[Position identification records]
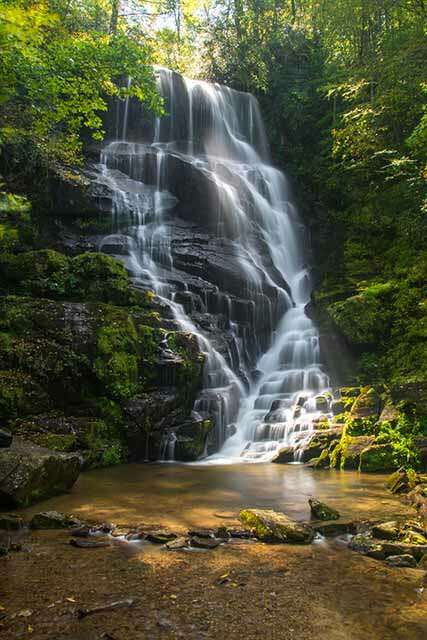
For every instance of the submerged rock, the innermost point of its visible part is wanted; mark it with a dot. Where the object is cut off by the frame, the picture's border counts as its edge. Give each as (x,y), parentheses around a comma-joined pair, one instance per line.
(11,522)
(404,561)
(204,543)
(272,526)
(386,530)
(29,473)
(321,511)
(161,536)
(178,543)
(53,520)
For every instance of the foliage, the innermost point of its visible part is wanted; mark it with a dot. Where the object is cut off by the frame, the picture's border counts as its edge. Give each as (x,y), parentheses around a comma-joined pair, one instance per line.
(58,72)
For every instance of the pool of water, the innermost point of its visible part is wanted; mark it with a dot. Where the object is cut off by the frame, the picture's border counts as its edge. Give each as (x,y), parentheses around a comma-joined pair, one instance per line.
(190,495)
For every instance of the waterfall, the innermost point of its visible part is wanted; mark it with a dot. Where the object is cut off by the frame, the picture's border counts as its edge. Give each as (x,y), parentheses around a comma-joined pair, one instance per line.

**What is expected**
Extract the closing run of lines, starting with the one containing "For every instance of the pool" and ending at the last, exactly as written.

**Task answer**
For every instance of the pool of water, the innermost point of its visible part is wanted; mark it with a dot. Where the object is cut off by the frame, the picture's border counts as its edge. Give each as (x,y), parentheses around a comma-joined pair, one instance per line.
(190,495)
For every instance of the waterfall, the innermost point of its visible part is wanted; mark it with a dot. Where the object is cut off by the frame, the picture's border counts as its edge. Give each as (x,y), parentheses around a comma-joined pair, one instance per line.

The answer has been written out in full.